Rewrite the listing below with every "supplied image" changed to "provided image" and everything else kept the same. Omit the pictures from your answer.

----

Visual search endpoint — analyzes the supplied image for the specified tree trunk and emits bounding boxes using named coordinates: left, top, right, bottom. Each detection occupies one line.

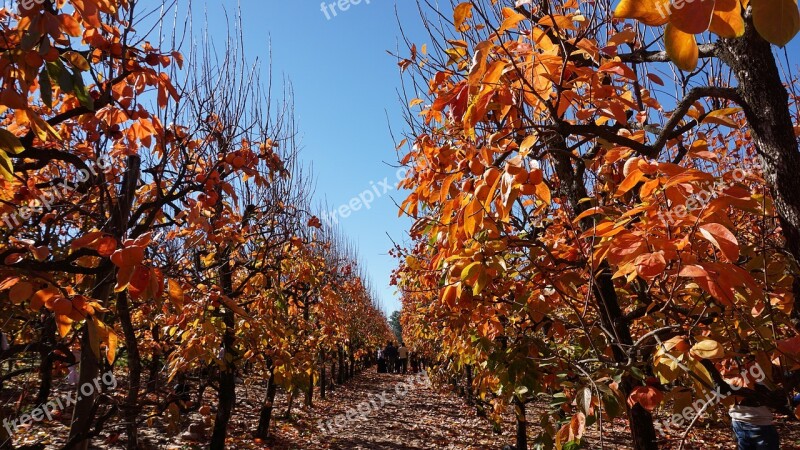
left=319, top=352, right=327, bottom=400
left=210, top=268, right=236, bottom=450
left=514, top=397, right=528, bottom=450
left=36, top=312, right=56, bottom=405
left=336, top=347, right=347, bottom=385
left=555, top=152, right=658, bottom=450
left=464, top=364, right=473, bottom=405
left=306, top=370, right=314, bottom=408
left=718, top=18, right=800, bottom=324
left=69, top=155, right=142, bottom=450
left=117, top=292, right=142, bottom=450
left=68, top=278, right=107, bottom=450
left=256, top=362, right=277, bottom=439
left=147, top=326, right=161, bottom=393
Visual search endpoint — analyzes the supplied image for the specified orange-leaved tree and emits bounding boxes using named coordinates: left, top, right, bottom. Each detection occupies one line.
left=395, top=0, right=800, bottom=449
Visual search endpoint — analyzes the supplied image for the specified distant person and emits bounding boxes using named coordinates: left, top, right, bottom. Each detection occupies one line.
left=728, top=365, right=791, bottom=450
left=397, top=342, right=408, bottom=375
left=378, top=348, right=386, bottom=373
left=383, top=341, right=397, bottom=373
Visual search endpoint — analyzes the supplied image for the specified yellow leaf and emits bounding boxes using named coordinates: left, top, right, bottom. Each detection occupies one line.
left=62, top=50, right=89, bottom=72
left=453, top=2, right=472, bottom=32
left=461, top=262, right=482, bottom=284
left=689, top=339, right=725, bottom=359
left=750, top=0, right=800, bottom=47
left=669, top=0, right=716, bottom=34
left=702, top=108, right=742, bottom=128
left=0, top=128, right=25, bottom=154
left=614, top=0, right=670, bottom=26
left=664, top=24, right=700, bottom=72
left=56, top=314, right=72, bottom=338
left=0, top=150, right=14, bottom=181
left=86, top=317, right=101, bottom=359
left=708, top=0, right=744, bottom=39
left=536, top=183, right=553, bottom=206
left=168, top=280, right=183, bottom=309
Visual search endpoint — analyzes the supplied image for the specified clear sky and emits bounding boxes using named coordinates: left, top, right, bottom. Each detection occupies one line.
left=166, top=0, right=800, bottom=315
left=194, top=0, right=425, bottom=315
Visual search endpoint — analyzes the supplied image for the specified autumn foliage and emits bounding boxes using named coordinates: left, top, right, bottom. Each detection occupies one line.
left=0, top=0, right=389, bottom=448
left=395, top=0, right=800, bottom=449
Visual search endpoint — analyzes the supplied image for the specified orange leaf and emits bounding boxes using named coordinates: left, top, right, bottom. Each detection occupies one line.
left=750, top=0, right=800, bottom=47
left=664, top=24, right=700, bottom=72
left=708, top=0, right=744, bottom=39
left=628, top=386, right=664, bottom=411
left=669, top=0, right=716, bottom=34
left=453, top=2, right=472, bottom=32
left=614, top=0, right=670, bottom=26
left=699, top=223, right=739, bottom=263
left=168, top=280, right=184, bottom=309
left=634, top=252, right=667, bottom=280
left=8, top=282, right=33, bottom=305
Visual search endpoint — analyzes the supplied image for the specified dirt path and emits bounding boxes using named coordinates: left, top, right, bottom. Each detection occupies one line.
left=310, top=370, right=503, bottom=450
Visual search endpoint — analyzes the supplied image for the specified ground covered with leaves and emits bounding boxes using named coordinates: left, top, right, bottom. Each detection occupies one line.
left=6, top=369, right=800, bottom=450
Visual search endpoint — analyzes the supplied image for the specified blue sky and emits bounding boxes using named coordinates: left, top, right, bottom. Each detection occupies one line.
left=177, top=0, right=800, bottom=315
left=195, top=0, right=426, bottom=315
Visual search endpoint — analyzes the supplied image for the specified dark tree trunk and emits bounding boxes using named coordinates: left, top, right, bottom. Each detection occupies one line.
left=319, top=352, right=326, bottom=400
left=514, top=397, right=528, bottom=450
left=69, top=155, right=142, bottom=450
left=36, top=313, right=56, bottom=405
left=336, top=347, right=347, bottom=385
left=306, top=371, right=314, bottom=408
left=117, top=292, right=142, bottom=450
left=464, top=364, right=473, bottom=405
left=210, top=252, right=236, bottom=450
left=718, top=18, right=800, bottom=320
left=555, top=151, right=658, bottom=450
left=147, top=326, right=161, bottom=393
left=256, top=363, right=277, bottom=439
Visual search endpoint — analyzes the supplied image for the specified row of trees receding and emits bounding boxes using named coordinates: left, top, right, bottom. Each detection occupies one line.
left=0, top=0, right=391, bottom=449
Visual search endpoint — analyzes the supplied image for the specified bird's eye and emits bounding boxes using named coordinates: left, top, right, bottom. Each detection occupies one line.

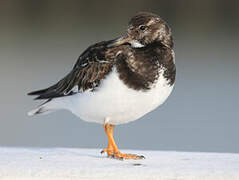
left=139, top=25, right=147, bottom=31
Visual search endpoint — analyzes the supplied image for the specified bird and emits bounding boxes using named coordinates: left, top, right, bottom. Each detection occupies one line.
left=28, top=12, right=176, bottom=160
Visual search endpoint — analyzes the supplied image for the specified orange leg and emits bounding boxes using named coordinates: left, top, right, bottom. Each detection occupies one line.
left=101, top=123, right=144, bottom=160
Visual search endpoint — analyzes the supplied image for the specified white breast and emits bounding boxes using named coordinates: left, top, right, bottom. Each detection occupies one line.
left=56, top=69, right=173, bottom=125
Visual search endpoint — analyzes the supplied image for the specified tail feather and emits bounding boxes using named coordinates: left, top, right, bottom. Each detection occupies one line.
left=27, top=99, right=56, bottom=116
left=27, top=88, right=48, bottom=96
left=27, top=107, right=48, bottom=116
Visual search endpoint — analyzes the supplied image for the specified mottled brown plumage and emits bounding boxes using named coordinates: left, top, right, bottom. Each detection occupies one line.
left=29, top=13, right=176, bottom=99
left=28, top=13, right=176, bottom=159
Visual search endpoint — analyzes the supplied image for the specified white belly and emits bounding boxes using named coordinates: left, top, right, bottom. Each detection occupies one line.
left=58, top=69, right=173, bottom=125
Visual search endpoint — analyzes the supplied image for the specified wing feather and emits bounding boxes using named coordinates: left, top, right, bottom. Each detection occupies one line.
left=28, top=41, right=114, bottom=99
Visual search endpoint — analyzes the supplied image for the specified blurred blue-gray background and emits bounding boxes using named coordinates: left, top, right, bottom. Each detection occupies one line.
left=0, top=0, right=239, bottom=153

----

• **The answer**
Visual search endpoint — analyzes the provided image for the specified tree trunk and emits bounding boxes using named coordinates: left, top, right, bottom. Each detection occupies one line.

left=319, top=352, right=327, bottom=400
left=210, top=268, right=236, bottom=450
left=514, top=397, right=528, bottom=450
left=36, top=312, right=56, bottom=405
left=336, top=347, right=347, bottom=385
left=555, top=152, right=658, bottom=450
left=464, top=364, right=473, bottom=405
left=306, top=370, right=314, bottom=408
left=718, top=18, right=800, bottom=324
left=69, top=155, right=142, bottom=450
left=117, top=292, right=142, bottom=450
left=68, top=278, right=107, bottom=450
left=256, top=362, right=277, bottom=439
left=147, top=326, right=161, bottom=393
Visual search endpoint — analyzes the provided image for the specified orange-leaved tree and emits bounding boxes using named coordinates: left, top, right, bottom. Each detection occupies one line.
left=395, top=0, right=800, bottom=449
Visual search endpoint — analyzes the provided image for the specified distant person and emits bounding boxes using named coordinates: left, top, right, bottom. Each detection occupies one line.
left=728, top=365, right=791, bottom=450
left=397, top=342, right=408, bottom=375
left=378, top=348, right=386, bottom=373
left=383, top=341, right=397, bottom=373
Visual search endpoint — analyzes the provided image for the specified yellow leaf and emits bounding boxes using named coordinates: left, top, right, bottom. Each detection occupies one line.
left=62, top=50, right=89, bottom=72
left=453, top=2, right=472, bottom=32
left=461, top=262, right=482, bottom=284
left=689, top=339, right=725, bottom=359
left=750, top=0, right=800, bottom=47
left=669, top=0, right=716, bottom=34
left=702, top=108, right=742, bottom=128
left=0, top=128, right=25, bottom=154
left=614, top=0, right=670, bottom=26
left=664, top=24, right=700, bottom=72
left=56, top=314, right=72, bottom=338
left=0, top=150, right=14, bottom=181
left=86, top=317, right=101, bottom=359
left=708, top=0, right=744, bottom=39
left=536, top=183, right=553, bottom=206
left=168, top=280, right=183, bottom=309
Visual search endpoint — analyzes the provided image for the specified clear sky and emits bounding boxes using named coordinates: left, top, right, bottom. Each detection occupies one line.
left=166, top=0, right=800, bottom=315
left=194, top=0, right=425, bottom=315
Visual search endpoint — analyzes the provided image for the specified autumn foliage and emits bounding boxes using named coordinates: left, top, right, bottom. Each detection occupies one line.
left=0, top=0, right=389, bottom=448
left=395, top=0, right=800, bottom=449
Visual search endpoint — analyzes the provided image for the specified orange leaf and emits bounding boxes using named coordinates: left, top, right, bottom. Each detection occupies one line.
left=750, top=0, right=800, bottom=47
left=664, top=24, right=700, bottom=72
left=708, top=0, right=744, bottom=39
left=628, top=386, right=664, bottom=411
left=669, top=0, right=716, bottom=34
left=453, top=2, right=472, bottom=32
left=614, top=0, right=670, bottom=26
left=699, top=223, right=739, bottom=263
left=168, top=280, right=184, bottom=309
left=634, top=252, right=667, bottom=280
left=8, top=282, right=33, bottom=305
Visual search endpoint — analyzes the provided image for the specified dirt path and emits bounding boxes using named coordinates: left, top, right, bottom. Each detection occupies one line.
left=310, top=370, right=503, bottom=450
Visual search endpoint — analyzes the provided image for the specified ground covered with leaves and emits bounding boxes using named coordinates: left, top, right, bottom. Each detection occupies one line.
left=6, top=369, right=800, bottom=450
Visual search endpoint — analyzes the provided image for the specified blue sky and emits bounding boxes using named coordinates: left, top, right, bottom. Each detection occupies one line.
left=177, top=0, right=800, bottom=315
left=195, top=0, right=426, bottom=315
Visual search endpoint — analyzes the provided image for the specified dark tree trunk and emits bounding boxes using named coordinates: left, top, right, bottom. Each detection occupies one line.
left=319, top=352, right=326, bottom=400
left=514, top=397, right=528, bottom=450
left=69, top=155, right=142, bottom=450
left=36, top=313, right=56, bottom=405
left=336, top=347, right=347, bottom=385
left=306, top=371, right=314, bottom=408
left=117, top=292, right=142, bottom=450
left=464, top=364, right=473, bottom=405
left=210, top=252, right=236, bottom=450
left=718, top=18, right=800, bottom=320
left=555, top=151, right=658, bottom=450
left=147, top=326, right=161, bottom=393
left=256, top=363, right=277, bottom=439
Visual search endpoint — analyzes the provided image for the specified row of trees receding and emits bounding boxes using named coordinates: left, top, right, bottom. Each detection occupies one line.
left=0, top=0, right=391, bottom=449
Visual search endpoint — analyzes the provided image for the specified bird's eye and emits bounding boxes using named coordinates: left, top, right, bottom. Each detection occupies one line.

left=139, top=25, right=147, bottom=31
Visual search endpoint — analyzes the provided image for the specified bird and emits bounding boxes using named coordinates: left, top, right, bottom. Each detection occupies one line.
left=28, top=12, right=176, bottom=160
Visual search endpoint — analyzes the provided image for the specified orange leg and emits bounding boxes using named coordinates: left, top, right, bottom. Each detection occupies one line.
left=101, top=123, right=144, bottom=160
Visual search endpoint — analyzes the provided image for the specified white breast and emits bounding boxes using named coordinates: left, top, right, bottom. Each detection occupies one line.
left=56, top=69, right=173, bottom=125
Visual search endpoint — analyzes the provided image for the specified tail feather and emits bounding boxes using named coordinates: left, top, right, bottom. Each detection occupies one line.
left=27, top=99, right=56, bottom=116
left=27, top=88, right=48, bottom=96
left=27, top=107, right=48, bottom=116
Visual search endpoint — analyzes the provided image for the specified mottled brown plumage and emits bounding boxes using named coordinates: left, top, right, bottom. Each detection occupies one line.
left=29, top=13, right=176, bottom=99
left=28, top=13, right=176, bottom=159
Visual search endpoint — analyzes the provided image for the specified white belly and emits bounding boxes using named coordinates: left, top, right, bottom. Each detection occupies one line.
left=58, top=69, right=173, bottom=125
Visual search endpoint — analyzes the provided image for the specified wing feather and emits bounding boxes using named coordinates: left, top, right, bottom. Each detection occupies one line.
left=28, top=41, right=114, bottom=99
Visual search endpoint — analyzes the provided image for the specified blurred blue-gray background and emits bounding boxes using named coordinates: left, top, right, bottom. Each detection occupies one line.
left=0, top=0, right=239, bottom=153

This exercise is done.